== TASK BRIEF ==
Turn the lines of the items below into a numbered list. Start with the line containing "pixel 496 118." and go through the line containing "pixel 326 269", including both, with blank lines left out and nothing else added.

== GIVEN RECORDS ==
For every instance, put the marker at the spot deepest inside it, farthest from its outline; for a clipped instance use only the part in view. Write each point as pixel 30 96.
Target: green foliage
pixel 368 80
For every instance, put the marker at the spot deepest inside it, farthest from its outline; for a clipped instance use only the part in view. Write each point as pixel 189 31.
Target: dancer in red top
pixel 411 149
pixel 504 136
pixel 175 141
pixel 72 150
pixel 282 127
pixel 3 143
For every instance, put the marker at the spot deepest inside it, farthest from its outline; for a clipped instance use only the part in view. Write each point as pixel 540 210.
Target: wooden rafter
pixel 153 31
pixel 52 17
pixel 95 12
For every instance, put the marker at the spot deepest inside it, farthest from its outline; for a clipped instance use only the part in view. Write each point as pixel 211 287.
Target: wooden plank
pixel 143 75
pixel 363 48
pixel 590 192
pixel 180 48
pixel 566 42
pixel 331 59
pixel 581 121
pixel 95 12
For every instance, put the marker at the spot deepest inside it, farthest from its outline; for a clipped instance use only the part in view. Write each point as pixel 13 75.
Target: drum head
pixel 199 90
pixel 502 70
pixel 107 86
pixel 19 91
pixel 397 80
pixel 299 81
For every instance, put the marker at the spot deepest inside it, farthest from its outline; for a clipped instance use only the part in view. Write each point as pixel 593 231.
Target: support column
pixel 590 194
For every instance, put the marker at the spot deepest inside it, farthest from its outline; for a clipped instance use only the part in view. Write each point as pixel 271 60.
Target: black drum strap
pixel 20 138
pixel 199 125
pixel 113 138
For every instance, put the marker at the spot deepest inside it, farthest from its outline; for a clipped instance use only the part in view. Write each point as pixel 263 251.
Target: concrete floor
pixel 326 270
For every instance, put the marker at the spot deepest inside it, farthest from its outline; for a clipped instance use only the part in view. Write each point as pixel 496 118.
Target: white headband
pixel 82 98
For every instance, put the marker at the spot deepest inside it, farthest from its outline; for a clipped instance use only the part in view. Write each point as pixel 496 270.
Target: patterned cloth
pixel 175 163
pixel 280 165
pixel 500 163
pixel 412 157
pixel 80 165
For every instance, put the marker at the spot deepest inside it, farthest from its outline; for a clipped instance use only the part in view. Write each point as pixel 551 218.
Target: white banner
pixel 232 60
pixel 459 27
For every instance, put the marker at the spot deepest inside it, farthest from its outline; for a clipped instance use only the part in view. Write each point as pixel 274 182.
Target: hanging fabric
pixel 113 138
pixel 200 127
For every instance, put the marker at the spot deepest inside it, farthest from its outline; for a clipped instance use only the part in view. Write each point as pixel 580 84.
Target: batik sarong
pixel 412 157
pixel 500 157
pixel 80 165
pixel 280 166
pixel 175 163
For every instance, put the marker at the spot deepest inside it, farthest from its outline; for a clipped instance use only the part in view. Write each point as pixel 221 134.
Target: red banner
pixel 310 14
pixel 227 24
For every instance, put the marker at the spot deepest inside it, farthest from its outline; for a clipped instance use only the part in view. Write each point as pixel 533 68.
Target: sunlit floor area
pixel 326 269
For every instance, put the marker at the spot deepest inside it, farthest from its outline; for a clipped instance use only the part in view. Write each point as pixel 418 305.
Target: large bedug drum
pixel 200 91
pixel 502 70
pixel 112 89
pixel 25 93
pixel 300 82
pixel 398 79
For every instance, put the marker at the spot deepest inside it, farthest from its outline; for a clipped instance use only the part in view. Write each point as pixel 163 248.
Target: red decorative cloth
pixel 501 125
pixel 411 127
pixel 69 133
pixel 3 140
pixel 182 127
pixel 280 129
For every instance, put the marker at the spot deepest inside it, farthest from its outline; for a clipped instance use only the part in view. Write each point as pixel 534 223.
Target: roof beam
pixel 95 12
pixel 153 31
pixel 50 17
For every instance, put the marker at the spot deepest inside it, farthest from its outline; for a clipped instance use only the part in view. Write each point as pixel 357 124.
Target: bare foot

== FINAL ANSWER ==
1. For every instance, put the marker at the spot deepest inside it, farthest from its outline; for a clipped instance use only the part in view. Write each point as pixel 496 118.
2. Target: white headband
3. pixel 82 98
4. For every instance, put the marker at the spot deepest inside it, farthest from its outline; for a clipped instance use only the part in view. Write each point as pixel 496 270.
5. Target: patterned cloth
6. pixel 175 163
7. pixel 280 165
8. pixel 500 163
9. pixel 412 157
10. pixel 80 165
11. For every instance, put the marker at the spot deepest inside it, farthest from its outline; for a clipped instance use only the part in view. Write each point as pixel 551 218.
12. Target: white banner
13. pixel 232 60
14. pixel 459 27
15. For every instance, put the marker at the spot deepest inside it, farthest from its outline; for a clipped instance use only the part in view. Write each point as pixel 274 182.
16. Target: hanging fabric
17. pixel 113 138
18. pixel 200 127
19. For every instance, put the marker at the spot deepest inside it, farthest from its outline; for a clipped instance use only the part in view. Write each point as pixel 580 84.
20. Target: batik sarong
21. pixel 412 157
22. pixel 500 157
23. pixel 80 165
24. pixel 280 166
25. pixel 175 163
26. For every instance, put the marker at the spot deepest inside it, farthest from its outline; for a clipped instance use only the part in view. Write each point as pixel 221 134.
27. Target: red banner
28. pixel 310 14
29. pixel 227 24
30. For every instance, put the marker at the spot deepest inside it, farthest from its outline; for a clipped instance use only the part in view. Write each point as pixel 533 68.
31. Target: sunlit floor area
32. pixel 326 269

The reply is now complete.